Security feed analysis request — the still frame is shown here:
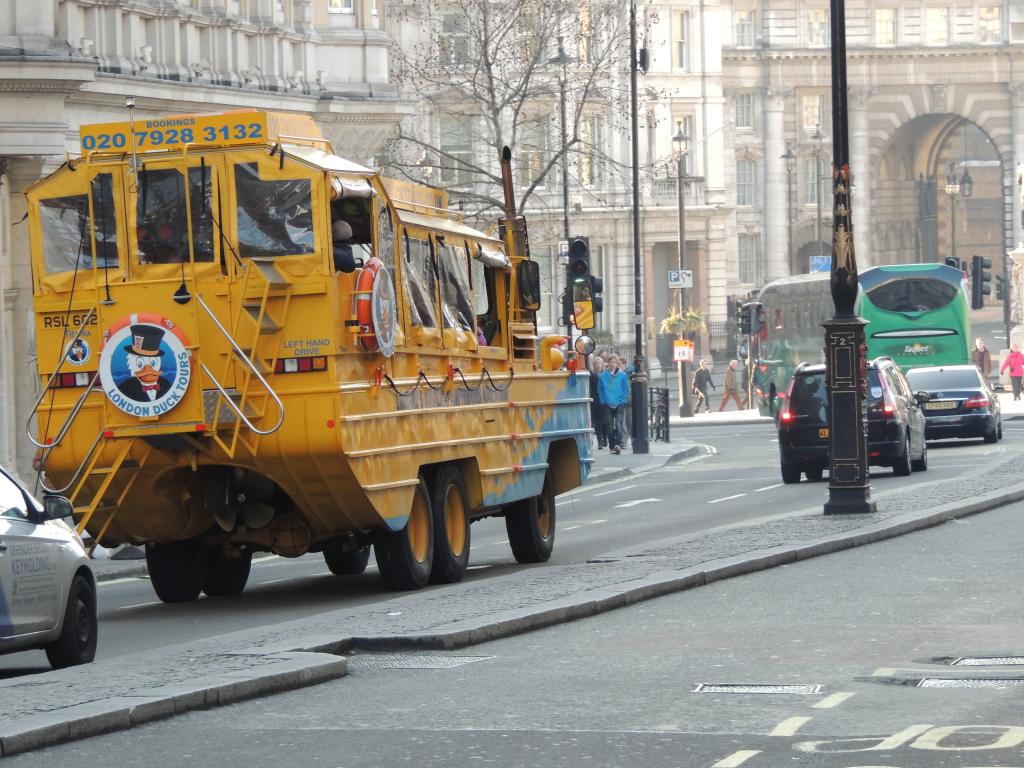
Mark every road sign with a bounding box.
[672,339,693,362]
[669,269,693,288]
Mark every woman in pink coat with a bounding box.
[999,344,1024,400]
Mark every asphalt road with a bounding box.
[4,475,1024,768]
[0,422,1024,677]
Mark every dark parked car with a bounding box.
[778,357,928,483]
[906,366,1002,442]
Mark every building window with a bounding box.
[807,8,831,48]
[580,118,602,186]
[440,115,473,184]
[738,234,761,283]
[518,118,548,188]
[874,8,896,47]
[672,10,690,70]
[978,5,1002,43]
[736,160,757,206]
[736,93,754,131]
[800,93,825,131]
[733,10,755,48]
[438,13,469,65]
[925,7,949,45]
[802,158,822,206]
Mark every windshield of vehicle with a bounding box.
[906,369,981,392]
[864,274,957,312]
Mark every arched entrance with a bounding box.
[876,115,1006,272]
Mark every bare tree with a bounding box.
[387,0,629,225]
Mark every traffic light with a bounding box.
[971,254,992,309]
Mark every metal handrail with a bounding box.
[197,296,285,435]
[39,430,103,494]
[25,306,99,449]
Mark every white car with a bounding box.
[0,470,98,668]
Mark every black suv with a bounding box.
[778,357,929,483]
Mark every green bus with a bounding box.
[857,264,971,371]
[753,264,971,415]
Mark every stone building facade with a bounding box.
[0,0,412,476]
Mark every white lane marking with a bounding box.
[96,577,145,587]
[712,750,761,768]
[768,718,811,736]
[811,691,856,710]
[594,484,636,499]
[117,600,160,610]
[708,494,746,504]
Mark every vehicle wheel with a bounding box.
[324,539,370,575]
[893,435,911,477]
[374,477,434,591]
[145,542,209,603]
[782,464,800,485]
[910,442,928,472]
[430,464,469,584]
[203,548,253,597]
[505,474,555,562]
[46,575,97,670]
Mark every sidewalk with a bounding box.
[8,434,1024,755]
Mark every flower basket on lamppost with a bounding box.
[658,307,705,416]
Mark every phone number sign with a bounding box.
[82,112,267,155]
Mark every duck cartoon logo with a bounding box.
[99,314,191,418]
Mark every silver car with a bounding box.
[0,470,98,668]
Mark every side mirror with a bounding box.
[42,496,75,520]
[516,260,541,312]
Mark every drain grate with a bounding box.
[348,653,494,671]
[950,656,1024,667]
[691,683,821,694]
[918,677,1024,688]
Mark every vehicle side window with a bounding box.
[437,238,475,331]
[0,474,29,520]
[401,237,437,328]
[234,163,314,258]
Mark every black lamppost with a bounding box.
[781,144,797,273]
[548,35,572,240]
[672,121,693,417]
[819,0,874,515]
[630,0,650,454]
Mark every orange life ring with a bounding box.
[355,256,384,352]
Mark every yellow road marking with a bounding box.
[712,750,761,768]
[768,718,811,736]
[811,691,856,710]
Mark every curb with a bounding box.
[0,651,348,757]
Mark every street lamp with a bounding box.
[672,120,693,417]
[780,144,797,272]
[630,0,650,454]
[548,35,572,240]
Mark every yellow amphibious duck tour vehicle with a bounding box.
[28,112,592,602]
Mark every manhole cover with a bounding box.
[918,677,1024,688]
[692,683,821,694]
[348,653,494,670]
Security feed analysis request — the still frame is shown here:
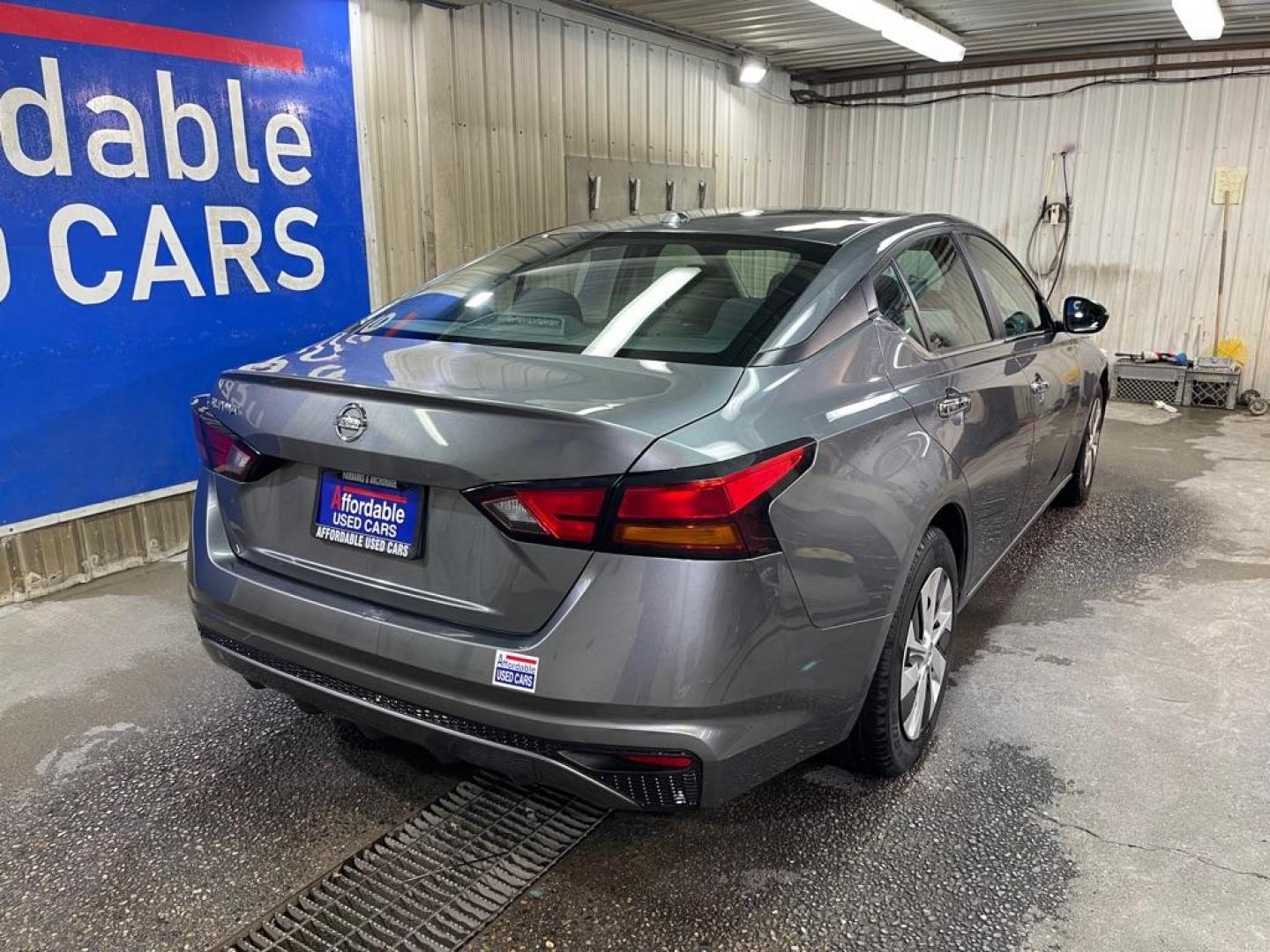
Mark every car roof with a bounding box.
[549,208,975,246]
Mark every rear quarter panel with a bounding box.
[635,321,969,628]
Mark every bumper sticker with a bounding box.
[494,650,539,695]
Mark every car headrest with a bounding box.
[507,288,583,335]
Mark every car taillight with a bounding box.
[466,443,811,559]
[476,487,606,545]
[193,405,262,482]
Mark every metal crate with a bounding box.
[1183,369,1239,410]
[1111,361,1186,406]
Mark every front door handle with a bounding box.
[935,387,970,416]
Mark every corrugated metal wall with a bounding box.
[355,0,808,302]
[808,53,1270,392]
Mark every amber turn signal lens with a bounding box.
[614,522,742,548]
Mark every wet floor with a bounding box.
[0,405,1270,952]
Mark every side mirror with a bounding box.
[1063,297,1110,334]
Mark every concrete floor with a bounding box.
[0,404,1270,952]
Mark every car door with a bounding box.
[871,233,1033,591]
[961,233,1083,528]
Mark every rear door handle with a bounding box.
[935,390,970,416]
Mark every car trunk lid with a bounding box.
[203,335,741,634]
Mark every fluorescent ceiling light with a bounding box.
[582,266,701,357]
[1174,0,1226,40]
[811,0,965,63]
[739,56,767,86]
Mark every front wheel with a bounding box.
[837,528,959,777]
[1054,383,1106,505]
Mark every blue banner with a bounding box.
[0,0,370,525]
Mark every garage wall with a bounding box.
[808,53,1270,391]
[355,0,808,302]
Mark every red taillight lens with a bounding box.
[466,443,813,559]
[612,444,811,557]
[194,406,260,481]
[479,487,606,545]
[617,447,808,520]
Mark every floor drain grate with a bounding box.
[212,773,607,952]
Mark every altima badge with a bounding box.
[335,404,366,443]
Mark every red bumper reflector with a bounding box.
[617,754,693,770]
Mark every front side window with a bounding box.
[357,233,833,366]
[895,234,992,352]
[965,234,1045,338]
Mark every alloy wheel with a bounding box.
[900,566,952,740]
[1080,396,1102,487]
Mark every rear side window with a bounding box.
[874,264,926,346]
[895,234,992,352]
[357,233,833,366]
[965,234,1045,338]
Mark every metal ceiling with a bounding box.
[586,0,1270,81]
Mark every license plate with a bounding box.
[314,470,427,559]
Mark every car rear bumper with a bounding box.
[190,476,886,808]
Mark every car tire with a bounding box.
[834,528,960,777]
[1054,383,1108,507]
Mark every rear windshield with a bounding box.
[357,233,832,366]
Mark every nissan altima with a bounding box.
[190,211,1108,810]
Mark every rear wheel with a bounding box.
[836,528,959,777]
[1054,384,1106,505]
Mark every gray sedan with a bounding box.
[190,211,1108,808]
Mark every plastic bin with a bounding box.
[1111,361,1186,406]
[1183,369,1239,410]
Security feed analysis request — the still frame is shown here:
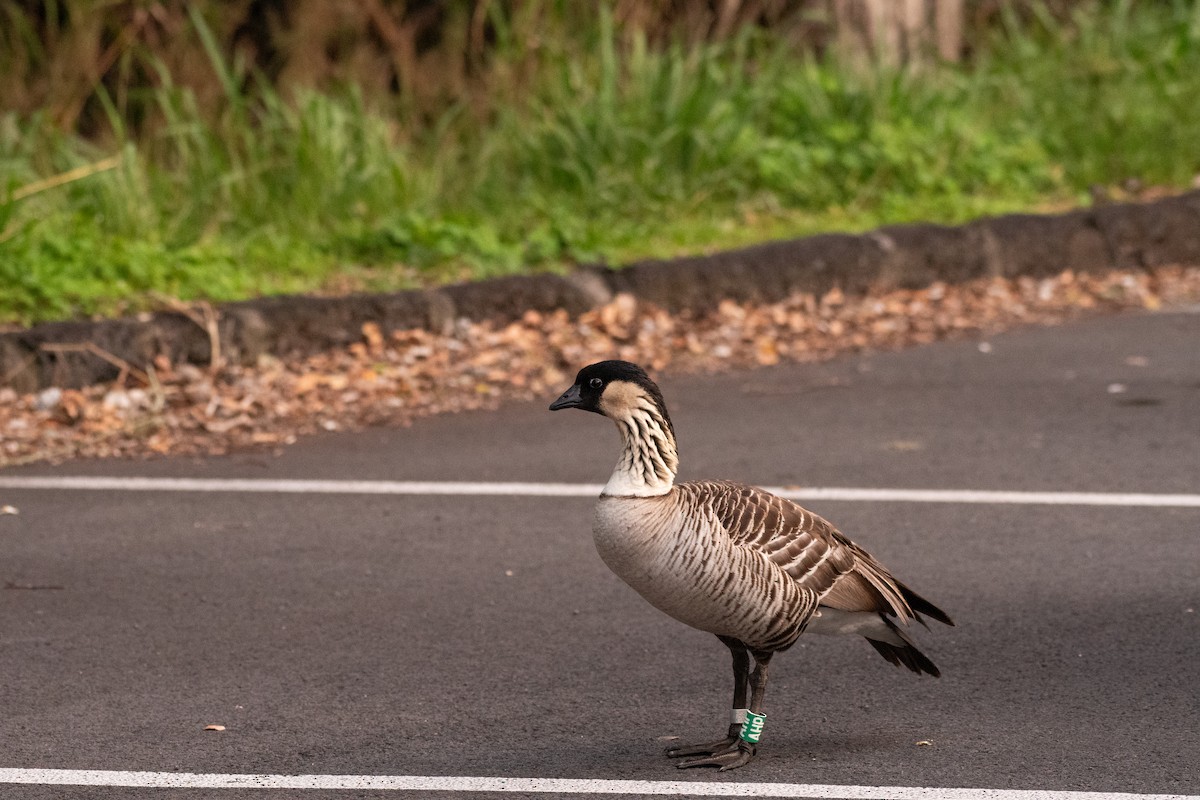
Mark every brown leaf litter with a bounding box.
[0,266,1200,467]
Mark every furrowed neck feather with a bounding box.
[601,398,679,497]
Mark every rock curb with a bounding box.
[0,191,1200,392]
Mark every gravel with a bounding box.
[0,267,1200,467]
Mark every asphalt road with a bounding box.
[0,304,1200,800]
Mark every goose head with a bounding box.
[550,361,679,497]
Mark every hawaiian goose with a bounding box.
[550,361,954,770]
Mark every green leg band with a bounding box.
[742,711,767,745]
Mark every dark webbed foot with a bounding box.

## Stated exercise
Can you echo every one of the rows above line for line, leaving out the pictures?

## Reply
Security feed analysis request — the still frame is shown here:
Mark every road sign with a bounding box.
[672,339,693,362]
[669,269,693,288]
Mark every woman in pink coat with a bounding box.
[999,344,1024,400]
Mark every asphalt road with a bounding box.
[4,475,1024,768]
[0,422,1024,677]
Mark every dark parked car with a bounding box.
[778,357,928,483]
[906,366,1002,442]
Mark every building window with a bounding box.
[807,8,831,48]
[580,118,602,186]
[440,115,473,184]
[738,234,761,283]
[518,118,548,188]
[874,8,896,47]
[672,10,690,70]
[978,5,1002,43]
[736,160,757,206]
[736,93,754,131]
[800,93,825,131]
[733,10,755,48]
[438,13,469,65]
[925,7,949,45]
[802,158,822,206]
Mark every windshield of vehicle with a bounding box.
[906,369,981,392]
[864,274,957,312]
Mark every arched entrance with a bounding box.
[876,115,1006,272]
Mark every bare tree with a bounding box.
[387,0,629,225]
Mark every traffic light with a bounding box.
[971,254,992,309]
Mark every metal handrail with a bounding box.
[197,296,285,435]
[39,430,103,494]
[25,306,99,449]
Mark every white car with a bounding box.
[0,470,98,668]
Mark every black suv with a bounding box.
[778,357,929,483]
Mark every green bus with a bounding box.
[857,264,971,371]
[753,264,971,415]
Mark every stone building facade with a bounding box.
[0,0,412,476]
Mark every white lane marking with a bounding box.
[96,577,145,587]
[712,750,761,768]
[768,718,811,736]
[811,691,856,710]
[594,484,636,499]
[117,600,160,610]
[708,494,746,504]
Mark every vehicle wheel with a bounding box.
[324,539,370,575]
[893,435,911,477]
[374,477,434,591]
[145,542,209,603]
[782,464,800,485]
[910,442,928,472]
[430,464,469,584]
[203,548,253,597]
[505,474,555,562]
[46,575,97,670]
Mark every sidewalk with a bounding box.
[8,434,1024,755]
Mark every flower basket on lamppost with a bounding box.
[658,307,705,416]
Mark every phone number sign with a bounding box.
[82,112,267,155]
Mark every duck cartoon logo with a bounding box.
[99,314,191,418]
Mark every silver car with a bounding box.
[0,470,98,668]
Mark every side mirror with a bounding box.
[42,496,75,520]
[516,260,541,312]
Mark every drain grate with a bounding box.
[348,653,494,671]
[950,656,1024,667]
[691,683,821,694]
[918,677,1024,688]
Mark every vehicle side window with a bounding box.
[437,238,475,331]
[0,474,29,520]
[401,237,437,328]
[234,163,314,258]
Mark every black lamppost with a bounding box.
[781,144,797,273]
[548,35,572,240]
[672,121,693,417]
[819,0,874,515]
[630,0,650,454]
Mark every orange life ring with a bounding box.
[355,256,384,352]
Mark every yellow road marking with a bounding box.
[712,750,761,768]
[768,718,811,736]
[811,691,856,710]
Mark every curb with a bounding box.
[0,651,348,757]
Mark every street lamp with a bounding box.
[672,120,693,417]
[780,144,797,272]
[630,0,650,454]
[548,35,572,240]
Mark every yellow amphibious duck tour vehicle with a bounding box.
[28,112,592,602]
Mark every manhole cover with a bounding box.
[918,677,1024,688]
[692,683,821,694]
[348,653,494,670]
Security feed analysis request — the still frame is shown here:
Mark every car roof with a bounding box.
[549,208,975,246]
Mark every rear quarter panel with a bounding box.
[635,321,969,628]
Mark every bumper sticker with a bounding box.
[494,650,539,695]
Mark every car headrest with a bounding box.
[507,288,583,335]
Mark every car taillight with a bounding box.
[466,443,811,559]
[476,487,606,545]
[193,405,262,482]
Mark every metal crate with a bounding box.
[1183,369,1239,410]
[1111,361,1186,406]
Mark every front door handle with a bounding box.
[935,387,970,416]
Mark every corrugated metal wall with a bounding box.
[355,0,808,302]
[808,53,1270,392]
Mark every amber turn signal lens with a bounding box.
[614,522,742,548]
Mark every wet floor with a bounding box.
[0,405,1270,952]
Mark every side mirror with a bounding box.
[1063,297,1110,334]
Mark every concrete floor with a bounding box.
[0,404,1270,952]
Mark every car door with a bounding box.
[871,233,1033,591]
[961,233,1083,528]
Mark every rear door handle with a bounding box.
[935,390,970,416]
Mark every car trunk lid with a bounding box.
[203,335,741,634]
Mark every fluorescent ceiling light with a bounding box.
[582,266,701,357]
[1174,0,1226,40]
[811,0,965,63]
[739,56,767,86]
Mark every front wheel with a bounding box.
[837,528,959,777]
[1054,383,1106,505]
Mark every blue banner with a bounding box.
[0,0,370,525]
Mark every garage wall with a bounding box.
[808,53,1270,391]
[355,0,808,302]
Mark every red taillight lens with a bounding box.
[466,443,813,559]
[612,444,811,557]
[194,406,260,481]
[479,487,606,545]
[617,447,808,520]
Mark every floor drain grate with a bounding box.
[212,773,607,952]
Mark every altima badge with a bounding box.
[335,404,366,443]
Mark every red bumper reflector with a bounding box.
[617,754,693,770]
Mark every front side window with a bounding box.
[357,233,833,366]
[895,234,992,352]
[965,234,1045,338]
Mark every alloy wheel with a bounding box.
[900,566,952,740]
[1080,396,1102,487]
Mark every rear side window with a bounding box.
[874,264,926,346]
[895,234,992,352]
[357,233,833,366]
[965,234,1045,338]
Mark every metal ceiling with a bounding box.
[586,0,1270,81]
Mark every license plate with a bounding box.
[314,470,427,559]
Mark every car rear bumper with a bounding box.
[190,476,886,808]
Mark every car tire with a bounding box.
[834,528,960,777]
[1054,383,1108,507]
Mark every rear windshield with a bounding box.
[357,233,832,366]
Mark every nissan altima with a bounding box.
[190,211,1108,810]
Mark every rear wheel with a bounding box.
[836,528,959,777]
[1054,384,1106,505]
Mark every gray sedan with a bounding box.
[190,211,1108,808]
Mark every plastic bin with a bounding box.
[1111,361,1186,406]
[1183,369,1239,410]
Security feed analysis request — the still frame is shown here:
Mark every brown leaf litter with a bounding box.
[0,266,1200,467]
Mark every furrowed neck feather with a bounding box.
[601,398,679,497]
Mark every rock curb with a bounding box.
[0,191,1200,392]
Mark every gravel with a bounding box.
[0,267,1200,467]
Mark every asphalt road with a bounding box.
[0,304,1200,800]
Mark every goose head with a bounding box.
[550,361,679,497]
Mark every hawaiian goose with a bounding box.
[550,361,954,770]
Mark every green leg band with a bounding box.
[742,711,767,745]
Mark every dark webbed foot with a bounding box.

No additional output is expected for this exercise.